#### Supplied material:
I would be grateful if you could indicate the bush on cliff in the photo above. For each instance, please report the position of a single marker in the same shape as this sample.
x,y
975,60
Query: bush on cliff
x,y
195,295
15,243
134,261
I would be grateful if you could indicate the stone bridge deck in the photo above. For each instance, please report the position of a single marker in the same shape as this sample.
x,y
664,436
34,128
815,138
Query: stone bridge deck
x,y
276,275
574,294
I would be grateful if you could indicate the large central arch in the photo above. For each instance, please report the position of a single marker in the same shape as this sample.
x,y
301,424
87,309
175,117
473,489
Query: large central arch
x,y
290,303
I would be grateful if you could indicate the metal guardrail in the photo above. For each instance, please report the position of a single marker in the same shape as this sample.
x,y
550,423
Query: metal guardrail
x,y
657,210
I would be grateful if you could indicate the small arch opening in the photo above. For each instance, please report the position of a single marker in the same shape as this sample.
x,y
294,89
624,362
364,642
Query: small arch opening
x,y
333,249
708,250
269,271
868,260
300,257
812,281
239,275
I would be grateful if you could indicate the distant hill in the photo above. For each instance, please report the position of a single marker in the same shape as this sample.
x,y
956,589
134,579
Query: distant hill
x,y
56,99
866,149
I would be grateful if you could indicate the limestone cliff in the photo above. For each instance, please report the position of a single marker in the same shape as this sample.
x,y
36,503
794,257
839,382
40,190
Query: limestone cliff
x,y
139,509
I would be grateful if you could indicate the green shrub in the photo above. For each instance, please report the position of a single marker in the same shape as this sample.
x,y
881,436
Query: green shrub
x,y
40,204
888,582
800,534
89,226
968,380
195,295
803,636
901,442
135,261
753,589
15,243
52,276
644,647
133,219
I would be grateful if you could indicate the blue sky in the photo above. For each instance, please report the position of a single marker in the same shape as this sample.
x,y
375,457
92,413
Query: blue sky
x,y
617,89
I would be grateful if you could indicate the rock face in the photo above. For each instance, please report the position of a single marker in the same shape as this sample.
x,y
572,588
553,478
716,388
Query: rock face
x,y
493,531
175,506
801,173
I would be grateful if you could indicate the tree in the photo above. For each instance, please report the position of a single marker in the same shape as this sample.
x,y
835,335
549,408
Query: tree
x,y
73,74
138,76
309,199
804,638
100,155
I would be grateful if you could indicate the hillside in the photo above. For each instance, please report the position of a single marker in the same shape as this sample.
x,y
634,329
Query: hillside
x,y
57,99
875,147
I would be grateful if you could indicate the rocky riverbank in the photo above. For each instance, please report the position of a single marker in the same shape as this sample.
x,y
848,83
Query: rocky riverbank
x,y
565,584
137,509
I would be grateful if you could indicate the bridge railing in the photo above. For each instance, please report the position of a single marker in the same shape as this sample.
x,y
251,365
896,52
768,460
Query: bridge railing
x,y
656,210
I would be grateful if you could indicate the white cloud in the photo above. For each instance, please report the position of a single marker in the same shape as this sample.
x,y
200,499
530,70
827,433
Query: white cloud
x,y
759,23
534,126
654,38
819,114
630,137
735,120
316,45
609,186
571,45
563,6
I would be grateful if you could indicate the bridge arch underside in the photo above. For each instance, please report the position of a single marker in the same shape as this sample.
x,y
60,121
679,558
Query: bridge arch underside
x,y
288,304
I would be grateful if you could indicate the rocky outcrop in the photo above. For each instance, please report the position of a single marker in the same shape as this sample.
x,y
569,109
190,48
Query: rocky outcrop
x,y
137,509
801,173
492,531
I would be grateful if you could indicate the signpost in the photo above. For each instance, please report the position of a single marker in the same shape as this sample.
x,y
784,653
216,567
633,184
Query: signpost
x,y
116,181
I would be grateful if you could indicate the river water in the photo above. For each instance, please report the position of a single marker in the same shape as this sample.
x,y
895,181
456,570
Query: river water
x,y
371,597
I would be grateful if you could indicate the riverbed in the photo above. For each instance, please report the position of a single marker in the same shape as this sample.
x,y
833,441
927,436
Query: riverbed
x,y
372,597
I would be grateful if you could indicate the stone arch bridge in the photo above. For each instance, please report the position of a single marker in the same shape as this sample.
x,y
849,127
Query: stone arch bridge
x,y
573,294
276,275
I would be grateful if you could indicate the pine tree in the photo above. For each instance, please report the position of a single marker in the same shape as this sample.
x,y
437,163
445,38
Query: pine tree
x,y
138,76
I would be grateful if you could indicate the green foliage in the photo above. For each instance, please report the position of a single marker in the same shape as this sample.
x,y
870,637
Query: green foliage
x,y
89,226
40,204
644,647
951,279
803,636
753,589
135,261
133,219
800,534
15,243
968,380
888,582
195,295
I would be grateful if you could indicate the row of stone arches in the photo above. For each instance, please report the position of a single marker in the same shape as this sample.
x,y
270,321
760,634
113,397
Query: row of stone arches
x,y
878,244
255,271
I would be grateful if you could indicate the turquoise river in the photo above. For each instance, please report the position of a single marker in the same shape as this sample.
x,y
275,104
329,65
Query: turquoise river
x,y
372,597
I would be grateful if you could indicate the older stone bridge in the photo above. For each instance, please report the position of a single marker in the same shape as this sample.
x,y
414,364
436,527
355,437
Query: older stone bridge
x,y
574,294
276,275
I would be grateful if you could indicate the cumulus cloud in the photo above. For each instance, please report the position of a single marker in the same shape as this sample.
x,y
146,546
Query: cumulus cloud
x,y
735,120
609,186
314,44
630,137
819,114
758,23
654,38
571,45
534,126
==
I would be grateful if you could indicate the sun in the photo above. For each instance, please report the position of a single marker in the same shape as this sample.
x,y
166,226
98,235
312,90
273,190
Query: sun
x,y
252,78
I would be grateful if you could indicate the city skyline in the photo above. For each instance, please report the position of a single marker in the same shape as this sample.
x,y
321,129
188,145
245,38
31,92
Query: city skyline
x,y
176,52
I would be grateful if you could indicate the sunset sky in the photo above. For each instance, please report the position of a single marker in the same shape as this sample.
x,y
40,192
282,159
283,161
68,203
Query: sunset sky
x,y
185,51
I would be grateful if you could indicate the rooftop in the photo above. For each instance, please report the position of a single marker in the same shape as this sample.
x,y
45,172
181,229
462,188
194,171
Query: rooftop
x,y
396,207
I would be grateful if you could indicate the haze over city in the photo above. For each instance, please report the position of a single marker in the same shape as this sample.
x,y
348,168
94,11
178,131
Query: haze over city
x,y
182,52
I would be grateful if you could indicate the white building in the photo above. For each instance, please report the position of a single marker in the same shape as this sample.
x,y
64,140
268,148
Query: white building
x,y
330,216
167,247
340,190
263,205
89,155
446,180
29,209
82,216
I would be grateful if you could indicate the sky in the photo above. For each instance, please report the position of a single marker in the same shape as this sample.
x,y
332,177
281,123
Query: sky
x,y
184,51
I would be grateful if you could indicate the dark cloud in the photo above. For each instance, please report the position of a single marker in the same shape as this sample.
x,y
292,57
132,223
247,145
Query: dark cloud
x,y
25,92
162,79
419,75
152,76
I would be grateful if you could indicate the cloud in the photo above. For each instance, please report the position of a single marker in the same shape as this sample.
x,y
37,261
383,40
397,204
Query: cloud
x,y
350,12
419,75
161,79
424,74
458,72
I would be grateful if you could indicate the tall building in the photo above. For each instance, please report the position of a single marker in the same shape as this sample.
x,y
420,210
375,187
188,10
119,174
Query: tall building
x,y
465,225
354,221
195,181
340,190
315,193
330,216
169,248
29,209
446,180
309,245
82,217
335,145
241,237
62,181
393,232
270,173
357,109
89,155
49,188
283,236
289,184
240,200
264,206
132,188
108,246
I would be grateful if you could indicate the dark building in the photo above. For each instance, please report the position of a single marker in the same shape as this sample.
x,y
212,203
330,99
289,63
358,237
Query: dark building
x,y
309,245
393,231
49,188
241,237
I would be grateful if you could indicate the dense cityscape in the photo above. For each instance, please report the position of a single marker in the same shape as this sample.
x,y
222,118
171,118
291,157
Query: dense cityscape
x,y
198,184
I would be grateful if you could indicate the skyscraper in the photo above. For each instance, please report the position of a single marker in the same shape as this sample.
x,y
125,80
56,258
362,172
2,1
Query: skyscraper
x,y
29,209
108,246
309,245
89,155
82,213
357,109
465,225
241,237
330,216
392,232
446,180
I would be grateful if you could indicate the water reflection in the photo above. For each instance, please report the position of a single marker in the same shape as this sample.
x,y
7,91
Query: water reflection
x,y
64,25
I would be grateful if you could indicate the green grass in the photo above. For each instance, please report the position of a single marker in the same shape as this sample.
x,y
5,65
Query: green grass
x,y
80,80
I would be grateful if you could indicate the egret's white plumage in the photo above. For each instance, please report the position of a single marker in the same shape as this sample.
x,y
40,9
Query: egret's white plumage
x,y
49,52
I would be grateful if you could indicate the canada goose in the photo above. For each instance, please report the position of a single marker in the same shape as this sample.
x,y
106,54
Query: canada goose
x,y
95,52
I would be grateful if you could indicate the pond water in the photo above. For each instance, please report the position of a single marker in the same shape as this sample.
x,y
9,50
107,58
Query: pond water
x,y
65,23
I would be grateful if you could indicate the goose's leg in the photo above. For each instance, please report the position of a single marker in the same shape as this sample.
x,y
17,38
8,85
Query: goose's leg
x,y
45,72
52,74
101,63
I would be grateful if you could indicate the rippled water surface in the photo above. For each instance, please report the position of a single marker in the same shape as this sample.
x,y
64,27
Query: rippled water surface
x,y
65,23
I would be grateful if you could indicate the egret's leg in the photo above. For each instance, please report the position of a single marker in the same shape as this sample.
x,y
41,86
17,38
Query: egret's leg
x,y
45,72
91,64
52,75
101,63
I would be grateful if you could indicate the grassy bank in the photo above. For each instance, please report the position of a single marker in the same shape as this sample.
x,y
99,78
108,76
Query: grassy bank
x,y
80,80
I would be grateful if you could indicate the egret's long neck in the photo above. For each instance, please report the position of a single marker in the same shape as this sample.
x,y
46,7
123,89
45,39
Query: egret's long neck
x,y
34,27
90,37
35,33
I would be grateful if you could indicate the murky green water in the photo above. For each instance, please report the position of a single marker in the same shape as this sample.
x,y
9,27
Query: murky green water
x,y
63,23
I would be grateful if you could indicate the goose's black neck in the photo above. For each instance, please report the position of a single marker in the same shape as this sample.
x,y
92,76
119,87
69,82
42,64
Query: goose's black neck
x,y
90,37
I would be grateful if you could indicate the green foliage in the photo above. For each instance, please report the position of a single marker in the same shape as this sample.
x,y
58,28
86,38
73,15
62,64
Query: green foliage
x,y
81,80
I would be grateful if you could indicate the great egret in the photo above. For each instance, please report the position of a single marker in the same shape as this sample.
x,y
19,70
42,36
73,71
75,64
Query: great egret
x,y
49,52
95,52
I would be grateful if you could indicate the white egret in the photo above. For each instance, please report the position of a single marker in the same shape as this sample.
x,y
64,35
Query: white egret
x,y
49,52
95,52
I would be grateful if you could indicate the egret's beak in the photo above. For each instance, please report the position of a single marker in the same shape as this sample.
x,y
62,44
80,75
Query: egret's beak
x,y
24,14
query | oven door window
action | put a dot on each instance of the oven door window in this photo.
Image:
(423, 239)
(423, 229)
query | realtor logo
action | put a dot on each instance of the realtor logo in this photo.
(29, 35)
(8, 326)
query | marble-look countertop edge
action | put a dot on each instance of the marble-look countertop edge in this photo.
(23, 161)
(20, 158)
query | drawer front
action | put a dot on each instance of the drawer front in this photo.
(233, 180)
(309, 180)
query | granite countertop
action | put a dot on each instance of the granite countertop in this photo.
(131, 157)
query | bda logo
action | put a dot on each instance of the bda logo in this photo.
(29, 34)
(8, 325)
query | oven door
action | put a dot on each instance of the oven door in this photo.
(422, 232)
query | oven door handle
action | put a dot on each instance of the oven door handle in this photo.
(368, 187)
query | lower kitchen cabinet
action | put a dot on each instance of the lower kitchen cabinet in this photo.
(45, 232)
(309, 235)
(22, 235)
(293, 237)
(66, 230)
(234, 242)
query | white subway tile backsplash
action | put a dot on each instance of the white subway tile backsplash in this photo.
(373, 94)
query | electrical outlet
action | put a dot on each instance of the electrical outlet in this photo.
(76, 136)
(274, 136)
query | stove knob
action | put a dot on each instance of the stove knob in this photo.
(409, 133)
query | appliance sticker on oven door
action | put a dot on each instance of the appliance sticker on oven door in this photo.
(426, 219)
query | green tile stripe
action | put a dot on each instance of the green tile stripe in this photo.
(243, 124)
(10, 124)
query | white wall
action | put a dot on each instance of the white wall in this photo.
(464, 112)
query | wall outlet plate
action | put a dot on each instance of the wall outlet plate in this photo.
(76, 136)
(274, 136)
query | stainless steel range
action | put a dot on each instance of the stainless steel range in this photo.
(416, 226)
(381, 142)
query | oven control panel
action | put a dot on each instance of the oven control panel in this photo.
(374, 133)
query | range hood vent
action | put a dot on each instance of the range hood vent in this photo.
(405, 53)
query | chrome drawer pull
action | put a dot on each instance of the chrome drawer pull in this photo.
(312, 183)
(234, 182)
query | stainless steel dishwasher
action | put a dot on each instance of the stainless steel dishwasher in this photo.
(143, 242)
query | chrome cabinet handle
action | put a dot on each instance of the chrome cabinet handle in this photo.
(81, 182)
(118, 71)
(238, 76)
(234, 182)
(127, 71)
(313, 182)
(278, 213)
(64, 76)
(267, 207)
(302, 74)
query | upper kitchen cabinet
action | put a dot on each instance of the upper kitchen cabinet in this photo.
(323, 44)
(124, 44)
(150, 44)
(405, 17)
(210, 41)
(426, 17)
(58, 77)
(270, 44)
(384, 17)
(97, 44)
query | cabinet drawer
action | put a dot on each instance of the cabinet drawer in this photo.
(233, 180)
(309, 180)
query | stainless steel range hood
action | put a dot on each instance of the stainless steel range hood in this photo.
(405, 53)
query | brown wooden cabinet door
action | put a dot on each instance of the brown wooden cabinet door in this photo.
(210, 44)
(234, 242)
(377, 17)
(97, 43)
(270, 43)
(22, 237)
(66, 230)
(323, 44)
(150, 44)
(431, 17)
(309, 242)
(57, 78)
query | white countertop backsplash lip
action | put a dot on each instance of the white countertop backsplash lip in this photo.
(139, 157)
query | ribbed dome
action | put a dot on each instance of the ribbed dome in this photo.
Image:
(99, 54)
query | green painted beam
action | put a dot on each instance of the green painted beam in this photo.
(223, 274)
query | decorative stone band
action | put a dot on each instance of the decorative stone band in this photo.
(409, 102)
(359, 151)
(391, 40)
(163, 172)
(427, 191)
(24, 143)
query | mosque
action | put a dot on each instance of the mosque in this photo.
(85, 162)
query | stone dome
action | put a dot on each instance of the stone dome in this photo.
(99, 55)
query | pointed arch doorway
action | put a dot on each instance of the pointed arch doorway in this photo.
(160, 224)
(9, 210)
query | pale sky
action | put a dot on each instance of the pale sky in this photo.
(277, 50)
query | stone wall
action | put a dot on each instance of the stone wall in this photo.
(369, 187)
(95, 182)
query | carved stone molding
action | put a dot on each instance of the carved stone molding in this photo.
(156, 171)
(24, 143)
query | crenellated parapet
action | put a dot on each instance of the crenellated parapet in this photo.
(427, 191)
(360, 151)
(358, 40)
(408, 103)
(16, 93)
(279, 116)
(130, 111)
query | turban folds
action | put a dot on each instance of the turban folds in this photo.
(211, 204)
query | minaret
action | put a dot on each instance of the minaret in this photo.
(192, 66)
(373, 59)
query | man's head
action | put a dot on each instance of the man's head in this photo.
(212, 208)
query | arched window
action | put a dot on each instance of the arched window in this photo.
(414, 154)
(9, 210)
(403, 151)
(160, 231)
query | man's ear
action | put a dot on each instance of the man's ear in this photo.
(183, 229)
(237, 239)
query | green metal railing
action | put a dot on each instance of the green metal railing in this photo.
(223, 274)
==
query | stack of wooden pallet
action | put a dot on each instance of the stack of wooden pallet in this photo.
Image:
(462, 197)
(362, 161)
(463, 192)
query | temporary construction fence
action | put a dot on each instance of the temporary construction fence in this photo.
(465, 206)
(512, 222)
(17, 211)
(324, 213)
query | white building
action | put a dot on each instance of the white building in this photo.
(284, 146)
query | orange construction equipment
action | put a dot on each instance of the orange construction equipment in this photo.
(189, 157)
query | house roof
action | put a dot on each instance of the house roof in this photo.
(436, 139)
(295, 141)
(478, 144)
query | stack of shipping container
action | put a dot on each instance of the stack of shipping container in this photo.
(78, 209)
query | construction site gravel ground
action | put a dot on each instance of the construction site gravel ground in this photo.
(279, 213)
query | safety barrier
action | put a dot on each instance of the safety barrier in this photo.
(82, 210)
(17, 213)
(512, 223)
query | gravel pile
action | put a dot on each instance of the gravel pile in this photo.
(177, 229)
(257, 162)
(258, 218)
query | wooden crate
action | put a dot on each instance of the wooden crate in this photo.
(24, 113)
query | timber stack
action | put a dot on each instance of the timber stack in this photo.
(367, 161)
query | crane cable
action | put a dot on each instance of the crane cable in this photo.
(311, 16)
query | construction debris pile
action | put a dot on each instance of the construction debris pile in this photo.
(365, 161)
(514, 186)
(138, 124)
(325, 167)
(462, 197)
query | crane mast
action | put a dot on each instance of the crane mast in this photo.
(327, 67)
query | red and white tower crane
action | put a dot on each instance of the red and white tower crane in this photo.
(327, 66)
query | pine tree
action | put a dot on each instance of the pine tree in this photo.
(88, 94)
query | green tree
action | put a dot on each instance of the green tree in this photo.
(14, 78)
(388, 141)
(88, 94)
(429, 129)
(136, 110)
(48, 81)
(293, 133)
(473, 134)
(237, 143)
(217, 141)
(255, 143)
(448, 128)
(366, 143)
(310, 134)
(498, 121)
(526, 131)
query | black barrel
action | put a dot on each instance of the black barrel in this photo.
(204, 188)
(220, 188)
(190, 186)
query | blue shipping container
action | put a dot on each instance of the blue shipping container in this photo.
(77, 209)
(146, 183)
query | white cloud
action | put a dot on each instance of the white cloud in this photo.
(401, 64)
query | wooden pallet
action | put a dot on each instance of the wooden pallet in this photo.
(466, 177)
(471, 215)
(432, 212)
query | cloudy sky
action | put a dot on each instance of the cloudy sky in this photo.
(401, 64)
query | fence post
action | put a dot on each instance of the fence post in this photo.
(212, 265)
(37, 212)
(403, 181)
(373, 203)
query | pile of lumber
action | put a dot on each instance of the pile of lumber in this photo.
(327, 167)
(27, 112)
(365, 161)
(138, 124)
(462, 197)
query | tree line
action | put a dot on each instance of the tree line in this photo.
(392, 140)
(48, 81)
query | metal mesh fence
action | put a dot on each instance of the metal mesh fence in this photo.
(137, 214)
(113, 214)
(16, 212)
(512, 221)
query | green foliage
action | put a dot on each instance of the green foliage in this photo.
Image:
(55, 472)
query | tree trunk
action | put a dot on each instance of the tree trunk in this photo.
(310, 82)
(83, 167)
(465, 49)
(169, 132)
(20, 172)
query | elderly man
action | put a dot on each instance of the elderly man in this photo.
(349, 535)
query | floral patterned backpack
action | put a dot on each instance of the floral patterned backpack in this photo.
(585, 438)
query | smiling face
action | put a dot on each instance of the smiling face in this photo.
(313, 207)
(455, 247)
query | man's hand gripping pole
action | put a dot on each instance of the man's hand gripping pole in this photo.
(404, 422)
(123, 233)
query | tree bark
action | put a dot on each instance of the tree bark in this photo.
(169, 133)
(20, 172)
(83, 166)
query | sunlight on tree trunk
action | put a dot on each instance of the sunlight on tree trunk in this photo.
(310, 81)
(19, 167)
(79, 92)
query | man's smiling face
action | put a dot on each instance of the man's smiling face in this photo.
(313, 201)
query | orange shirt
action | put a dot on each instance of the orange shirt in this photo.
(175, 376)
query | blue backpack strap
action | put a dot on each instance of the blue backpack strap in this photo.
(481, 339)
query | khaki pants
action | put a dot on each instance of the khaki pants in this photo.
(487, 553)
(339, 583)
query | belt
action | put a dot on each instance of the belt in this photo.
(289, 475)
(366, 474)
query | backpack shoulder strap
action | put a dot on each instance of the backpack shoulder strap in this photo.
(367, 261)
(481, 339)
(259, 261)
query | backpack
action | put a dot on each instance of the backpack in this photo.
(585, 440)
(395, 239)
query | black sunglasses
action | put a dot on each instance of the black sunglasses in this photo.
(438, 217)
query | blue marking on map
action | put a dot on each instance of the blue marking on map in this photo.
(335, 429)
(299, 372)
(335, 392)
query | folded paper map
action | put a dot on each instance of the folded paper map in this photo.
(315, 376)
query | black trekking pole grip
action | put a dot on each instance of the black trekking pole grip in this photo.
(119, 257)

#### Goal:
How many lines in the entries above contain the word "shrub"? Reply with the number only.

#### Written response:
2